> Task requirements: From the drug-target similarity abstract below, pull out the passage between "Our study presented" and "at http://lifecenter.sgst.cn/fusion/ webcite.", inclusive, word for word.

> Selected passage:
Quantitatively integrating molecular structure and bioactivity profile evidence into drug-target relationship analysis
Department of Bioinformatics, Tongji University, 200092, Shanghai, China
BMC Bioinformatics 2012, 13:75 doi:10.1186/1471-2105-13-75Published: 4 May 2012
Public resources of chemical compound are in a rapid growth both in quantity and the types of data-representation. To comprehensively understand the relationship between the intrinsic features of chemical compounds and protein targets is an essential task to evaluate potential protein-binding function for virtual drug screening. In previous studies, correlations were proposed between bioactivity profiles and target networks, especially when chemical structures were similar. With the lack of effective quantitative methods to uncover such correlation, it is demanding and necessary for us to integrate the information from multiple data sources to produce an comprehensive assessment of the similarity between small molecules, as well as quantitatively uncover the relationship between compounds and their targets by such integrated schema.
In this study a multi-view based clustering algorithm was introduced to quantitatively integrate compound similarity from both bioactivity profiles and structural fingerprints. Firstly, a hierarchy clustering was performed with the fused similarity on 37 compounds curated from PubChem. Compared to clustering in a single view, the overall common target number within fused classes has been improved by using the integrated similarity, which indicated that the present multi-view based clustering is more efficient by successfully identifying clusters with its members sharing more number of common targets. Analysis in certain classes reveals that mutual complement of the two views for compound description helps to discover missing similar compound when only single view was applied. Then, a large-scale drug virtual screen was performed on 1267 compounds curated from Connectivity Map (CMap) dataset based on the fused similarity, which obtained a better ranking result compared to that of single-view. These comprehensive tests indicated that by combining different data representations; an improved assessment of target-specific compound similarity can be achieved.
Our study presented an efficient, extendable and quantitative computational model for integration of different compound representations, and expected to provide new clues to improve the virtual drug screening from various pharmacological properties. Scripts, supplementary materials and data used in this study are publicly available at http://lifecenter.sgst.cn/fusion/ webcite.

> Data under study:
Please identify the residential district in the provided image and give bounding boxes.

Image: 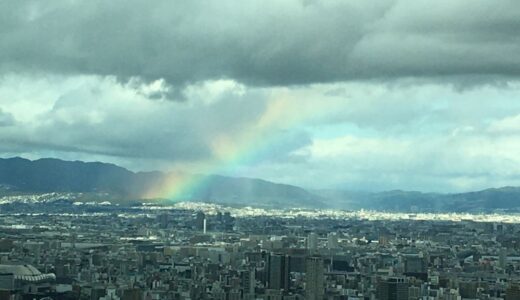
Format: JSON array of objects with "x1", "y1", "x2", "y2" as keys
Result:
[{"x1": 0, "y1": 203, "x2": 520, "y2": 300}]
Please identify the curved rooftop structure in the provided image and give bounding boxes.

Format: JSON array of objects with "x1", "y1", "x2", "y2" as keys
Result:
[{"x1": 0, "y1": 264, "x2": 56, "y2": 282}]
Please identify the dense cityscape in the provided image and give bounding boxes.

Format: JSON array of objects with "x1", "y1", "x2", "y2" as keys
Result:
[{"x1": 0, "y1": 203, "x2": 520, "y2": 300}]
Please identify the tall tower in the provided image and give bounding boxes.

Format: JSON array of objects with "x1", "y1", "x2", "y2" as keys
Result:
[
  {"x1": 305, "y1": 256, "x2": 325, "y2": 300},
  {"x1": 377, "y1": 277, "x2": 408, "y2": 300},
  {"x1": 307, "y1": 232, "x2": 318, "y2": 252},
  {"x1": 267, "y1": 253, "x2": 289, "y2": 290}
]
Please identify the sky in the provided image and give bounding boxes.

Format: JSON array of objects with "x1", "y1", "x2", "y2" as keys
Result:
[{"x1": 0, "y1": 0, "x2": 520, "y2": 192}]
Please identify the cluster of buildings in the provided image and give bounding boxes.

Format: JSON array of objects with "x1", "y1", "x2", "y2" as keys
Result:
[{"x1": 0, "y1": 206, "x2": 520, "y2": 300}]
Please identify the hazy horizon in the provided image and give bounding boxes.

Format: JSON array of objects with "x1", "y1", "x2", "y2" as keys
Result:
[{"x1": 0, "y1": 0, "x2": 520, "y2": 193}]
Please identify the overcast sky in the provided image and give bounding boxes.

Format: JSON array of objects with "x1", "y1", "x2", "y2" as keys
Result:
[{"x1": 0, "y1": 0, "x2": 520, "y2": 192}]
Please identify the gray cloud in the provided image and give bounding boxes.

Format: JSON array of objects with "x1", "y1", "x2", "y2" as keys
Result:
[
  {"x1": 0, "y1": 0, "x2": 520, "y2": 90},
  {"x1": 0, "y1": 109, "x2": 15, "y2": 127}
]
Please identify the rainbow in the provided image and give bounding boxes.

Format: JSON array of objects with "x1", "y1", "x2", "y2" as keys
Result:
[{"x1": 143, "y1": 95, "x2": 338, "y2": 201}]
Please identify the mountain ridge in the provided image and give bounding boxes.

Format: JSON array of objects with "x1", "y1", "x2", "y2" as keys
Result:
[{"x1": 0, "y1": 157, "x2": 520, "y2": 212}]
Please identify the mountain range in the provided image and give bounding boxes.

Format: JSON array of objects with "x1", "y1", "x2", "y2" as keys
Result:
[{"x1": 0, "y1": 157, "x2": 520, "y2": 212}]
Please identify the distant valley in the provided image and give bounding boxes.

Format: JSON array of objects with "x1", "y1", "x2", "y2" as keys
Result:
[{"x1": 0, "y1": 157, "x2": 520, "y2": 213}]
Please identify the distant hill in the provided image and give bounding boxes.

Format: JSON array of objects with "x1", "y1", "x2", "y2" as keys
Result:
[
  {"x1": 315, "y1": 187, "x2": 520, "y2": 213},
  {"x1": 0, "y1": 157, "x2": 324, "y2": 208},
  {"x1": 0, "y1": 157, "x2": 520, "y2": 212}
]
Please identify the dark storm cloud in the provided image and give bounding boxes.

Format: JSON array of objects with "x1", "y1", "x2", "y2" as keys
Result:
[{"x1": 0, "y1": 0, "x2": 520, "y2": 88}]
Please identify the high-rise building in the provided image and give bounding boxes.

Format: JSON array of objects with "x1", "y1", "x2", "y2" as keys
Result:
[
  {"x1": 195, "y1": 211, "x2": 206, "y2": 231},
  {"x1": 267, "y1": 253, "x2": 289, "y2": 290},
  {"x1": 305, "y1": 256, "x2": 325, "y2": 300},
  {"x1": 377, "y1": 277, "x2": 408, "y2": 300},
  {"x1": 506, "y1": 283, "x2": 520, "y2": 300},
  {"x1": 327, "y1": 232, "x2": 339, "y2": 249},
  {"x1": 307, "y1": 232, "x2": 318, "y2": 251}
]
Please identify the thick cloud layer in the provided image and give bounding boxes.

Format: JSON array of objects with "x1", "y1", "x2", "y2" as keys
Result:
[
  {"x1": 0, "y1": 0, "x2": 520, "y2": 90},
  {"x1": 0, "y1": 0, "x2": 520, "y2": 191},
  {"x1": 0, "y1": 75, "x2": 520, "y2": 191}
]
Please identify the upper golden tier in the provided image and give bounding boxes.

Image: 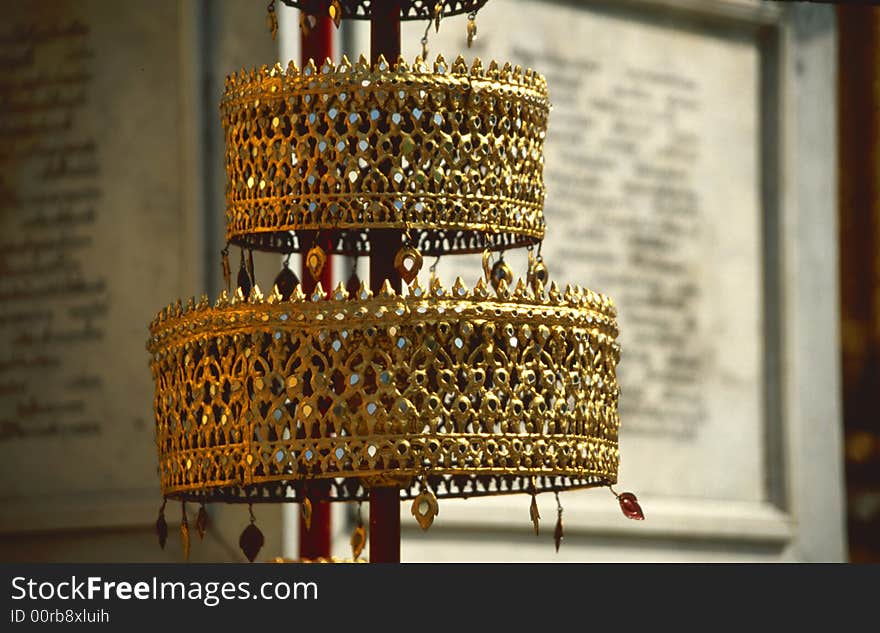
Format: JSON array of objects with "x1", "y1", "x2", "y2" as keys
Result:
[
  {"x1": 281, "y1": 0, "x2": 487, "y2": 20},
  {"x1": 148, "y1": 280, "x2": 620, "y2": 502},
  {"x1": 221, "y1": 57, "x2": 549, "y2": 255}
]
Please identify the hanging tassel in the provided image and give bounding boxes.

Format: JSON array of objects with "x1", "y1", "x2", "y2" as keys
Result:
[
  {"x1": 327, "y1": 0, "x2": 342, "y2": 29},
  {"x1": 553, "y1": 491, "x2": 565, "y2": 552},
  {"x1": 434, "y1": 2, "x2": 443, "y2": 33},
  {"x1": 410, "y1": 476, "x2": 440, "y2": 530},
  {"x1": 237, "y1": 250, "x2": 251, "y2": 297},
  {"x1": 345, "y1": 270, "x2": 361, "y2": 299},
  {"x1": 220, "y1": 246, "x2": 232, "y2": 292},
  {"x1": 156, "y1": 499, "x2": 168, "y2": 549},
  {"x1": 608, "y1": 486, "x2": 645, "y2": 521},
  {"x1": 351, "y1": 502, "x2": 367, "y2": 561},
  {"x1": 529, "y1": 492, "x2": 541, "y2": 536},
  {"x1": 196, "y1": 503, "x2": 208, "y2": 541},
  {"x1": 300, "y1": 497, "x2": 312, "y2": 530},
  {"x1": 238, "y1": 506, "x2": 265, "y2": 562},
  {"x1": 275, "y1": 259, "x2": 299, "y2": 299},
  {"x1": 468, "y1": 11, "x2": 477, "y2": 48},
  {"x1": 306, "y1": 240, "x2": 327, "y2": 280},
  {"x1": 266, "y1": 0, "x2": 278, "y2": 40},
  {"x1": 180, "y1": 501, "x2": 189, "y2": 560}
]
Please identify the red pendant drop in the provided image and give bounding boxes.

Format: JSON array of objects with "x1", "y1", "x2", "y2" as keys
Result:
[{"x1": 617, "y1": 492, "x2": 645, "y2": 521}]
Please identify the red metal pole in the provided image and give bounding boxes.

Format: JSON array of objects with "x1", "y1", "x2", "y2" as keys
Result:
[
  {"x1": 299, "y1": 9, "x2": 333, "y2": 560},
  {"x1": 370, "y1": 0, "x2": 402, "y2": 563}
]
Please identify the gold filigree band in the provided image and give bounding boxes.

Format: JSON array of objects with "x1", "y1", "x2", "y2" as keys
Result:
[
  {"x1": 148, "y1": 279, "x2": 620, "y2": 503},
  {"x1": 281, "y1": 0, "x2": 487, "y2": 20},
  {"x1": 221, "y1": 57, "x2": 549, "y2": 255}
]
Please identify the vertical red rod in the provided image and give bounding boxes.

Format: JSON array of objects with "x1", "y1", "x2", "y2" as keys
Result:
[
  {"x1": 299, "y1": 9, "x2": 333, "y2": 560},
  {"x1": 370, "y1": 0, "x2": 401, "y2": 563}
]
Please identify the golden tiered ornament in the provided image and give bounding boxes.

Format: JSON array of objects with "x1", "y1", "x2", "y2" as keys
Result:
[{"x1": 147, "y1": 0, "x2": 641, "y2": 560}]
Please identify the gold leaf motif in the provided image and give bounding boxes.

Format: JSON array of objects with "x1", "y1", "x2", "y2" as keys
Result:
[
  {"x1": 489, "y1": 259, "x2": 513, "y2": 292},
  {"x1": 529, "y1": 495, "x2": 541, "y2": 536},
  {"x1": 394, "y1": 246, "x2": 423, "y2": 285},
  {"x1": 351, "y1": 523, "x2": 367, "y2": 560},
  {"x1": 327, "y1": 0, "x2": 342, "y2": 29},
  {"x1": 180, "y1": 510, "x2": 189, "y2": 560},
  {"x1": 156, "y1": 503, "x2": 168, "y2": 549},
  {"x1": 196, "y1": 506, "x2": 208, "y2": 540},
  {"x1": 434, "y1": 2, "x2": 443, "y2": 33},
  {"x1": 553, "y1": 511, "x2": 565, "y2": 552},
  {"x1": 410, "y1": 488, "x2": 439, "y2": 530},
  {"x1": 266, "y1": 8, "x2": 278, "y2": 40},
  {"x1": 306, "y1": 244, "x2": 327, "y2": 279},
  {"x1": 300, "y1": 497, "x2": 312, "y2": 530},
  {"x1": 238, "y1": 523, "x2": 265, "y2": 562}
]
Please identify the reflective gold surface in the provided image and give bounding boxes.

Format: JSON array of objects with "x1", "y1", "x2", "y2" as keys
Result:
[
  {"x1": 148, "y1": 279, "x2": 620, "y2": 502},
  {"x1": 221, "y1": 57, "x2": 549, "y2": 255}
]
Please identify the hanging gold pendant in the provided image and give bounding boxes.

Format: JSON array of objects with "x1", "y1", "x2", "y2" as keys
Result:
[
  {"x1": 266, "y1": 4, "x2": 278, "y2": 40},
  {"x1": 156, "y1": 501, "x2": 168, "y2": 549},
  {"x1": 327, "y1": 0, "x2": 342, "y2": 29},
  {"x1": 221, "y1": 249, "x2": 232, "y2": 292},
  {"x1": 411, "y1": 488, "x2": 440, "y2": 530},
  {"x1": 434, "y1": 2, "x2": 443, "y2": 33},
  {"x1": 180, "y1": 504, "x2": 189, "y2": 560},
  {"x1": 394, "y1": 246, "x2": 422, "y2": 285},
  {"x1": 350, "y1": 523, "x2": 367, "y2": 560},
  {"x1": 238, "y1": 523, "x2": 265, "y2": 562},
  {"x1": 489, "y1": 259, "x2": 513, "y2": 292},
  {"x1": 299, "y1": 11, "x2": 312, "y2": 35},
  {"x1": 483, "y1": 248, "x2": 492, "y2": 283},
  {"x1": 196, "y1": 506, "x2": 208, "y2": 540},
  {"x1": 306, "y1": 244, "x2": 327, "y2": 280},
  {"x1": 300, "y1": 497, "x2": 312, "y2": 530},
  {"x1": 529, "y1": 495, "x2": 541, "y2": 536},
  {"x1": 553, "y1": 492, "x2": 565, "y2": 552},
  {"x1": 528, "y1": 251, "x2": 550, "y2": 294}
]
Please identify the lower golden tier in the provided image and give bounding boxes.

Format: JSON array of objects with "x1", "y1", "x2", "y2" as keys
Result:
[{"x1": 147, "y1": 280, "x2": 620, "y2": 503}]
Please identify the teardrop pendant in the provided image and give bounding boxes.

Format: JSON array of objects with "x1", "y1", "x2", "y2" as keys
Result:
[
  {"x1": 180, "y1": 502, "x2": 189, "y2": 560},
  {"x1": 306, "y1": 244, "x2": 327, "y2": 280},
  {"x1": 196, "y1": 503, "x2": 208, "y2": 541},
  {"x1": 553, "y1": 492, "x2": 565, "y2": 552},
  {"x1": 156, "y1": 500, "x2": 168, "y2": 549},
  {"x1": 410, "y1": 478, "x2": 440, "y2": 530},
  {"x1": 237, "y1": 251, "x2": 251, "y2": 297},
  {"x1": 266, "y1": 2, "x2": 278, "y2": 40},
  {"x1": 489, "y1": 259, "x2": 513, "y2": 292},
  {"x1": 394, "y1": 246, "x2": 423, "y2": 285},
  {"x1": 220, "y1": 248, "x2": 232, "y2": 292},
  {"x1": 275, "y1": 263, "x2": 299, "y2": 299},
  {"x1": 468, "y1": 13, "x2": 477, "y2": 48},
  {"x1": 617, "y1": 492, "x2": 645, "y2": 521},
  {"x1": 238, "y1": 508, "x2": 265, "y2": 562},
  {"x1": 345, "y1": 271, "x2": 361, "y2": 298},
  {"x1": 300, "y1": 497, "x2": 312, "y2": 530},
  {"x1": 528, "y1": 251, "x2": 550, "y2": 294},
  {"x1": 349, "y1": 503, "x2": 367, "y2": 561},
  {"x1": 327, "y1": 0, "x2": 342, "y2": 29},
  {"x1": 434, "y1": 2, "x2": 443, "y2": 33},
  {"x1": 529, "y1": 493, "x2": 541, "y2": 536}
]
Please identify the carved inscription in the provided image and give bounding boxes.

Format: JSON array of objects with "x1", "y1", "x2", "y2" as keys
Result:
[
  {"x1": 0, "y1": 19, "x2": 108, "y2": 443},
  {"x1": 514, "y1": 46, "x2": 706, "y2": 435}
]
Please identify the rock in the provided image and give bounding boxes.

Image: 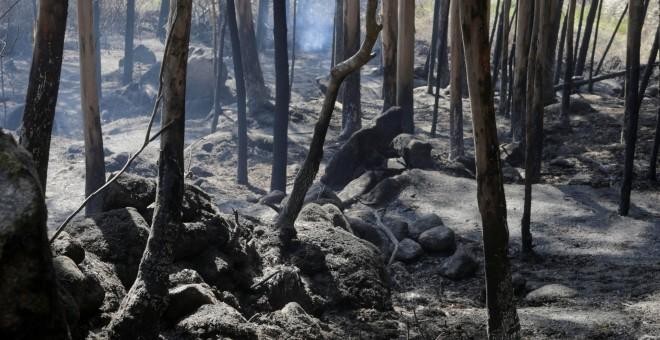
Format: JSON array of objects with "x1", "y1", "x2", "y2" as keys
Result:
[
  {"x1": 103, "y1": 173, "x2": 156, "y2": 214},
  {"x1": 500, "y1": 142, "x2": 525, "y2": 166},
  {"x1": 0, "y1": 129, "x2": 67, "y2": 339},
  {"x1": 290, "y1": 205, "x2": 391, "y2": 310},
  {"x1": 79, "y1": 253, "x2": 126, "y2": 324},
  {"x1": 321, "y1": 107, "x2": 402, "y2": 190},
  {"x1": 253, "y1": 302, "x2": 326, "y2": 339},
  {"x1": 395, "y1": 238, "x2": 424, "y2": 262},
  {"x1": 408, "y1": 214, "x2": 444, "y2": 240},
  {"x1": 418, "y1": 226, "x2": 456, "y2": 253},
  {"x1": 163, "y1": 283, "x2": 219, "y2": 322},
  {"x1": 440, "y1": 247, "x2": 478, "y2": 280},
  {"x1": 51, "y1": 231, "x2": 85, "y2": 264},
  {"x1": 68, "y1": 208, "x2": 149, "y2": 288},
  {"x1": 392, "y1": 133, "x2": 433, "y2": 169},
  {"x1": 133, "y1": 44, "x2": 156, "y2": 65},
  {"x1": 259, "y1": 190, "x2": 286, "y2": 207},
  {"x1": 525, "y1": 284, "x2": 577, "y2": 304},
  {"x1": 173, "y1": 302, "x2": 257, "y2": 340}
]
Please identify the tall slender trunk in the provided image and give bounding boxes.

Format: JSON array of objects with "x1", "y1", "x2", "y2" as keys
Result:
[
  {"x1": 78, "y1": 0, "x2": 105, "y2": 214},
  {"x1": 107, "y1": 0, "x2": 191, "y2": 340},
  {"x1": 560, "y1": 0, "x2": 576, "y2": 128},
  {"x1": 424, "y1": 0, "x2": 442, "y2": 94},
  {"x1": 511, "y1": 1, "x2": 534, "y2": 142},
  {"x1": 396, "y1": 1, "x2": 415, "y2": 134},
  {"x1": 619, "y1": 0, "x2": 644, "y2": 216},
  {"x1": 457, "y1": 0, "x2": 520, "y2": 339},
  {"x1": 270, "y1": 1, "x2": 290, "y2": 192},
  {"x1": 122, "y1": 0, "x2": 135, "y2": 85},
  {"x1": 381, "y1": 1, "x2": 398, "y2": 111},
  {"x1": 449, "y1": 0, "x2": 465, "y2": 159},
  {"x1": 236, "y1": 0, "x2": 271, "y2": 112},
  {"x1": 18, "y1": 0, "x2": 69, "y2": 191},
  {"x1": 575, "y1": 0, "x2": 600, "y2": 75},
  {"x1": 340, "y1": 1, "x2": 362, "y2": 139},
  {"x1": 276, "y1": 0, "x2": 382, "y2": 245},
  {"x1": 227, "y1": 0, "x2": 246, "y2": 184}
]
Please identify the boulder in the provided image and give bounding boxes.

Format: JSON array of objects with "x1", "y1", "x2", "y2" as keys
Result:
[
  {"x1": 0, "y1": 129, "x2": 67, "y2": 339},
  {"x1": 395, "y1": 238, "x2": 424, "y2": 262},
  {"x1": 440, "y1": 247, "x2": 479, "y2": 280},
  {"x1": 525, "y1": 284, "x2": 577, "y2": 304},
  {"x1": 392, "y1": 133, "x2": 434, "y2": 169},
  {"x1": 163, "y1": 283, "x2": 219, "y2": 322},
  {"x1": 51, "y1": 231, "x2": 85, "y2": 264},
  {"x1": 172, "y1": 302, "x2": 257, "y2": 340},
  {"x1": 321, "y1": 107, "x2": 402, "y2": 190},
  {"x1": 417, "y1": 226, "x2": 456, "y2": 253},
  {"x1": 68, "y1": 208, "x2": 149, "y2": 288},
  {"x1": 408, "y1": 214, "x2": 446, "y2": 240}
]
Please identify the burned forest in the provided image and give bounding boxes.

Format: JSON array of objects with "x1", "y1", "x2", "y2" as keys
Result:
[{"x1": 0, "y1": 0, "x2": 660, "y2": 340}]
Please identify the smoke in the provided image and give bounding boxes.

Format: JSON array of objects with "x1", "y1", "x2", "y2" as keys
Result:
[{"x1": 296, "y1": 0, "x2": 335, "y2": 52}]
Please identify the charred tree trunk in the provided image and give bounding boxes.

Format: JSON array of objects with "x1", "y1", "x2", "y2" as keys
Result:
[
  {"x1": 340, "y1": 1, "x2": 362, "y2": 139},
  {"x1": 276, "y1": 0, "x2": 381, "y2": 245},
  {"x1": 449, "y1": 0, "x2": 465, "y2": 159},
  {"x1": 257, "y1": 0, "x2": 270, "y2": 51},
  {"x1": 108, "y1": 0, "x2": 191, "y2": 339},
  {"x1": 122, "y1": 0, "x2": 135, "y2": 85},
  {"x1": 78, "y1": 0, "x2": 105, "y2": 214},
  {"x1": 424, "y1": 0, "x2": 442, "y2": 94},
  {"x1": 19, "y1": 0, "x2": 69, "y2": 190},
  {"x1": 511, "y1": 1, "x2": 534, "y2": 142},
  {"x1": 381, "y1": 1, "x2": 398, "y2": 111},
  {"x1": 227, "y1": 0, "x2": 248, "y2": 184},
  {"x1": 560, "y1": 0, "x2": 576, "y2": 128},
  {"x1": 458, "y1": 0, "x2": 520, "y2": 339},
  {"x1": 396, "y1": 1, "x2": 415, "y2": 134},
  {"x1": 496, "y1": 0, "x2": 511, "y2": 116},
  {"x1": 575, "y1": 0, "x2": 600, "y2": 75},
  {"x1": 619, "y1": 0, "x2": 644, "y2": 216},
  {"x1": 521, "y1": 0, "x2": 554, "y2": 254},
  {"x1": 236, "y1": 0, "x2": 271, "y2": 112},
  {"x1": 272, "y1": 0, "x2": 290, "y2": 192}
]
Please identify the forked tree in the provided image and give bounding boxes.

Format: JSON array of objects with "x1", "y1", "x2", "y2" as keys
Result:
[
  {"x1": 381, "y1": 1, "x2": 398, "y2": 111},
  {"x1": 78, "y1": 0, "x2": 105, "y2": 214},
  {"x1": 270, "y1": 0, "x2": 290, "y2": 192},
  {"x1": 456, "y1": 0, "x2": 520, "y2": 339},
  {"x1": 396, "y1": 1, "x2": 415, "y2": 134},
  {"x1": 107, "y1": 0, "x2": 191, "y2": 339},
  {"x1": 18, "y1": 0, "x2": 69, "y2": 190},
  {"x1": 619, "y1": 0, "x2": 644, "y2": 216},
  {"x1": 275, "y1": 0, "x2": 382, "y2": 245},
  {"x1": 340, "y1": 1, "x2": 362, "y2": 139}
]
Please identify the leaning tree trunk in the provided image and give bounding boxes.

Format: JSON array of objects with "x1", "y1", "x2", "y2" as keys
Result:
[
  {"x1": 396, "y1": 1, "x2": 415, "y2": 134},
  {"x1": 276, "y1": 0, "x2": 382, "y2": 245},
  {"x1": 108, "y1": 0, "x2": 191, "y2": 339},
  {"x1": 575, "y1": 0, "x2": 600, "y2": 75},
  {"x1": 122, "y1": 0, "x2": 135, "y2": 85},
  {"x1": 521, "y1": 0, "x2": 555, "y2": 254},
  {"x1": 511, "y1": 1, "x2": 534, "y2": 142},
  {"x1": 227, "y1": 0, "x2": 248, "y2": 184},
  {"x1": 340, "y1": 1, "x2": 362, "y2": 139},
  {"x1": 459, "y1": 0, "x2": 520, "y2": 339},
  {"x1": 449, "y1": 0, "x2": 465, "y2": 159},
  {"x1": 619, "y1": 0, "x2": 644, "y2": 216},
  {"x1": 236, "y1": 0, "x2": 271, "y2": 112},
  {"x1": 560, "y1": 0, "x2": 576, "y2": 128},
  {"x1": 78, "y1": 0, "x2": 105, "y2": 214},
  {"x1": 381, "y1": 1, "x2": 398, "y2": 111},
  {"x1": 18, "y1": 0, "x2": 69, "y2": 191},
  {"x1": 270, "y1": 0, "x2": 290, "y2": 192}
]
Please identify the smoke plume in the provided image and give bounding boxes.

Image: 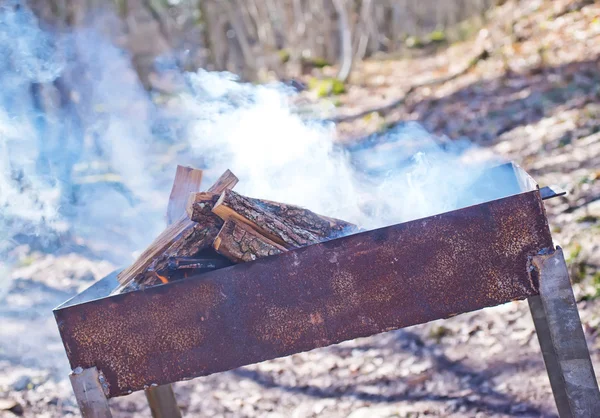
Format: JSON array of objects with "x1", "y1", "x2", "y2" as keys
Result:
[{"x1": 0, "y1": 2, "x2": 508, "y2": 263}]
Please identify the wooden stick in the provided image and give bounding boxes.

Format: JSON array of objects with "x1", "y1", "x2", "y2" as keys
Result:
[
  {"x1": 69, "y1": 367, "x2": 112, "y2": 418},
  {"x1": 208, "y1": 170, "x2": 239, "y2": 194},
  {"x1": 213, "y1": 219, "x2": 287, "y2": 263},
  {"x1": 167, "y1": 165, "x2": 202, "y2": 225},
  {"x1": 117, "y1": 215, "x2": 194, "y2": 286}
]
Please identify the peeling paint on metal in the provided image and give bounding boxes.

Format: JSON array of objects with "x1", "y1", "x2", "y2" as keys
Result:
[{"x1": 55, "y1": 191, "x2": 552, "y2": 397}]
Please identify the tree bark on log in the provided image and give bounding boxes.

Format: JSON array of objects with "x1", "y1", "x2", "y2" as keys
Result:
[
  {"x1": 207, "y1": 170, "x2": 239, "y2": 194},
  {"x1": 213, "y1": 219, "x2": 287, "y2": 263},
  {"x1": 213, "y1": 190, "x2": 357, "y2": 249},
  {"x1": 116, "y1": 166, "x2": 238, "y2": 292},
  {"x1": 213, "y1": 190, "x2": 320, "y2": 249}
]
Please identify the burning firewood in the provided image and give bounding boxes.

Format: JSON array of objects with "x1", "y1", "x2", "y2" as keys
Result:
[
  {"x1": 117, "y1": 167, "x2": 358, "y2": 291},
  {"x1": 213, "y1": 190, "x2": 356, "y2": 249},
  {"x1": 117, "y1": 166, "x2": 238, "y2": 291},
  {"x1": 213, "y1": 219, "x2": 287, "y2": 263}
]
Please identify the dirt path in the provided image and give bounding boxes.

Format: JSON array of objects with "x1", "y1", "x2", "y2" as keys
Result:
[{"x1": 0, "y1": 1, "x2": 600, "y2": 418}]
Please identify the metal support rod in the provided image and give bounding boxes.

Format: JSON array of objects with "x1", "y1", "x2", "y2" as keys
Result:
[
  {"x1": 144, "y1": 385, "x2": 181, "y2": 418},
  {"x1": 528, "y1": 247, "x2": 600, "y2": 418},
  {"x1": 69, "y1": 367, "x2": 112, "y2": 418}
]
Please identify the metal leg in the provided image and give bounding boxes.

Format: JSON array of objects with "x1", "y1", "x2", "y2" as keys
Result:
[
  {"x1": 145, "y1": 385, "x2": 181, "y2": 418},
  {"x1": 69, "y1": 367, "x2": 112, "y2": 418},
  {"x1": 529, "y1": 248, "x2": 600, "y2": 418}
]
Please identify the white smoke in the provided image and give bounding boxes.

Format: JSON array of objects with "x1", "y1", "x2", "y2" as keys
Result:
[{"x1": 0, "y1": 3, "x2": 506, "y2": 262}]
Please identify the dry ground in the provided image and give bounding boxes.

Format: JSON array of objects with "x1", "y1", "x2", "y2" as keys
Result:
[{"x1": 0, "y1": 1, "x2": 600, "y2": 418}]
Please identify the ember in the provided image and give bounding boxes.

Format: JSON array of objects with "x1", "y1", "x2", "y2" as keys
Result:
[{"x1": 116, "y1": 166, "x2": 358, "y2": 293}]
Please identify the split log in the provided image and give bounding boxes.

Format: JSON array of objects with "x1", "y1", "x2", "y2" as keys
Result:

> Answer area:
Our study presented an efficient, extendable and quantitative computational model for integration of different compound representations, and expected to provide new clues to improve the virtual drug screening from various pharmacological properties. Scripts, supplementary materials and data used in this study are publicly available at http://lifecenter.sgst.cn/fusion/ webcite.